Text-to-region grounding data
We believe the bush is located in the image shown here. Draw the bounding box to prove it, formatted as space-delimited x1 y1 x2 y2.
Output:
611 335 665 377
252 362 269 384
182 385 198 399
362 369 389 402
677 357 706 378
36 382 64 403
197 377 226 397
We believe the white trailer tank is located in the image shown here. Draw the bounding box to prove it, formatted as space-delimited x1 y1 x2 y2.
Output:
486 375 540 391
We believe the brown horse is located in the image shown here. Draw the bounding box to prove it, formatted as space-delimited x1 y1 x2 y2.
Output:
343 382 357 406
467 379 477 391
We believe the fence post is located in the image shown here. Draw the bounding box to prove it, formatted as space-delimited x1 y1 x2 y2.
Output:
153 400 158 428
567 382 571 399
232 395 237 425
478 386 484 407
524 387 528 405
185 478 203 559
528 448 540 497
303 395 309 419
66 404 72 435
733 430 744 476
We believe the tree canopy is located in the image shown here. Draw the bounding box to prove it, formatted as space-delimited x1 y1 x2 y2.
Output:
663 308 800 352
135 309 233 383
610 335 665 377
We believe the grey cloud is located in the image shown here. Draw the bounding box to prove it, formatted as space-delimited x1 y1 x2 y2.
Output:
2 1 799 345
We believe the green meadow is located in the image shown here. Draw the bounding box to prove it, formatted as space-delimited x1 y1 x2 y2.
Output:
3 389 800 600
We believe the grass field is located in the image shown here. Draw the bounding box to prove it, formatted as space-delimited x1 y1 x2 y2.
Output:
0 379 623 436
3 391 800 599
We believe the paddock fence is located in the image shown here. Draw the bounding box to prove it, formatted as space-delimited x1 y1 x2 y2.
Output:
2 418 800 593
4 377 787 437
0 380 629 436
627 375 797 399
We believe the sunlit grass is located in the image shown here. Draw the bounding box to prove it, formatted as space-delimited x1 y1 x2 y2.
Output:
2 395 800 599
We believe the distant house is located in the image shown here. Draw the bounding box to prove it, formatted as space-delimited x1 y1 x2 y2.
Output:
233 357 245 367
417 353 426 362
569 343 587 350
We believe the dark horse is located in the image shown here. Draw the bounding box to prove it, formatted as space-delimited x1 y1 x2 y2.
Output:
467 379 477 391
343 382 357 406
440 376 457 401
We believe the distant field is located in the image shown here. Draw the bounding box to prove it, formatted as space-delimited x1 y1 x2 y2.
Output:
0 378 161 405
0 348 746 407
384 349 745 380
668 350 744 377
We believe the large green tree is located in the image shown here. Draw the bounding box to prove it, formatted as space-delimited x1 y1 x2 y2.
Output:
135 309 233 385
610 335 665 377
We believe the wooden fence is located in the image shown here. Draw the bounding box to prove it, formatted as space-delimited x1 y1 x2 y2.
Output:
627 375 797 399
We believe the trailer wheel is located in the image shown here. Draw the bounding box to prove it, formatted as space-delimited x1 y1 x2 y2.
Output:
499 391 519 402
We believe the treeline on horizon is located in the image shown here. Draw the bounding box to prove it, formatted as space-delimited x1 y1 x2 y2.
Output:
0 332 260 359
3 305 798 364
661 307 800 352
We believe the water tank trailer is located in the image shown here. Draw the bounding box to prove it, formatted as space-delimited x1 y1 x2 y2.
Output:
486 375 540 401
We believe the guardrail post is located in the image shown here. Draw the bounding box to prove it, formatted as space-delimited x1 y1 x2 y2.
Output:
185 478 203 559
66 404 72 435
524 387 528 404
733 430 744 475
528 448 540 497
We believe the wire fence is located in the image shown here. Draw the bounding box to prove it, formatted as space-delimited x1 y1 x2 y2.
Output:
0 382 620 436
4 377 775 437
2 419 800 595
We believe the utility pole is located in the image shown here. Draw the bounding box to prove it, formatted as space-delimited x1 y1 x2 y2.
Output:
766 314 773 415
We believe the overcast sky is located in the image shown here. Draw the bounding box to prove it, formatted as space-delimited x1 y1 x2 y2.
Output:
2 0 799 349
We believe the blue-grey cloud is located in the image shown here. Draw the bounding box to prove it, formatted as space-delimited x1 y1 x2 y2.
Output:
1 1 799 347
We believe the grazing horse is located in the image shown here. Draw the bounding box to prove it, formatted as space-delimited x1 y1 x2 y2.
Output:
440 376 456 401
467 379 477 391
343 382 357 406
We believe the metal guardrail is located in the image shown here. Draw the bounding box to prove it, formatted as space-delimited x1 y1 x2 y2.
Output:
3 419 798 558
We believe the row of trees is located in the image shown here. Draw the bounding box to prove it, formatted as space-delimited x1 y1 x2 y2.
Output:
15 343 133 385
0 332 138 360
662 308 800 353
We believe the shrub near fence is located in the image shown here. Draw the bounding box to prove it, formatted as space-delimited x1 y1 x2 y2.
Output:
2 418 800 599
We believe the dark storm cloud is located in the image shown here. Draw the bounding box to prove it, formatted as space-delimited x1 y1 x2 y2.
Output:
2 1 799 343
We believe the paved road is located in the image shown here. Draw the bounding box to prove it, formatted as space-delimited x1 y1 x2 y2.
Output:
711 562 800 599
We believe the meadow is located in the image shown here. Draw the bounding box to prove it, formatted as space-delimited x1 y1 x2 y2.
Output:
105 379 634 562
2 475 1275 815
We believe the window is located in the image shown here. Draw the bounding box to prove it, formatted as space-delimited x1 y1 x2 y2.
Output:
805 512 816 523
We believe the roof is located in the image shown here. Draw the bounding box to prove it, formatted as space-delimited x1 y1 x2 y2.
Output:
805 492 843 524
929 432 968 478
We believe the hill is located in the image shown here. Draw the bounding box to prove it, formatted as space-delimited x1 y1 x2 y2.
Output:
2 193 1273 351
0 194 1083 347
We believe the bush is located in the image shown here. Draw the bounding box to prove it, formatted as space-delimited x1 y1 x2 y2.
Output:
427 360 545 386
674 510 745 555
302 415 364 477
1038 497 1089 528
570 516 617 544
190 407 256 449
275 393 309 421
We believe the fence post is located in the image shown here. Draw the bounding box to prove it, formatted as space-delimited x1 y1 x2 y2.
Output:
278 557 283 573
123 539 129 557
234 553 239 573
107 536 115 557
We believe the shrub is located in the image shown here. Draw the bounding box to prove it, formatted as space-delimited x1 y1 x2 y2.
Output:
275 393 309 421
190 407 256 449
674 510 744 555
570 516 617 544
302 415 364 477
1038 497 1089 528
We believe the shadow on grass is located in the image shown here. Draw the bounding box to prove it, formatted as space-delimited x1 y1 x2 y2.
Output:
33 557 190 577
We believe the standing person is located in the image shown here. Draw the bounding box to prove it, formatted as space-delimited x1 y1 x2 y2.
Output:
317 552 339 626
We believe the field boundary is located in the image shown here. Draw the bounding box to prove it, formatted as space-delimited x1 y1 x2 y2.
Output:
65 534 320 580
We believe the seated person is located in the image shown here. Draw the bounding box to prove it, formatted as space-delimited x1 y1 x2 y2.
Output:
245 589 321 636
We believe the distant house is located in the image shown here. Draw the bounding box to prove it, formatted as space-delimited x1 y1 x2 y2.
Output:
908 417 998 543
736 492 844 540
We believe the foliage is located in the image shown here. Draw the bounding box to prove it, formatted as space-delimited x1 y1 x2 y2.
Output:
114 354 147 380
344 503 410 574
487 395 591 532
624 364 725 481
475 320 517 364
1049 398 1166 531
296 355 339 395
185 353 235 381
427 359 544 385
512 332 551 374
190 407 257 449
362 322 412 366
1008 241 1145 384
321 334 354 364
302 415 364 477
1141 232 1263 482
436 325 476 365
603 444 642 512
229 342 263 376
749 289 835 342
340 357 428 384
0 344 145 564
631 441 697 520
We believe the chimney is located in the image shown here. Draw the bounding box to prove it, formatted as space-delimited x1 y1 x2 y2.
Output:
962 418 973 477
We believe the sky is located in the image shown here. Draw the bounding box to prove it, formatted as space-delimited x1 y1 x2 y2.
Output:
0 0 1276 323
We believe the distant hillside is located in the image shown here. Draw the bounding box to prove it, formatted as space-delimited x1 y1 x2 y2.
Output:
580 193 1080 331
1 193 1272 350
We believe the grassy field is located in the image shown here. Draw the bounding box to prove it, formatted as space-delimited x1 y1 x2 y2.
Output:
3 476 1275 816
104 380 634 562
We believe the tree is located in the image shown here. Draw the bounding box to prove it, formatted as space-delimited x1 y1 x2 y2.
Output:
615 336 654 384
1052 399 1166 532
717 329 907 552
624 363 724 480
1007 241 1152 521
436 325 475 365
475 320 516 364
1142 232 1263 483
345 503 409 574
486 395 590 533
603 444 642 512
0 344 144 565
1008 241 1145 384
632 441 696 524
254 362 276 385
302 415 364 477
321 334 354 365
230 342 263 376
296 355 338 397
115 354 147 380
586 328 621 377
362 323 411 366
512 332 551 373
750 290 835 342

> Your task
Find all lines in the records that hold the word "tank". Copy them.

> Answer to this problem
We believe the white trailer tank is located in the image shown here. Draw the bounding box to prove it, formatted as space-delimited x1 y1 x2 y2.
We believe the water tank trailer is located in the image shown here. Draw the bounding box to prove it, formatted as space-delimited x1 y1 x2 y2.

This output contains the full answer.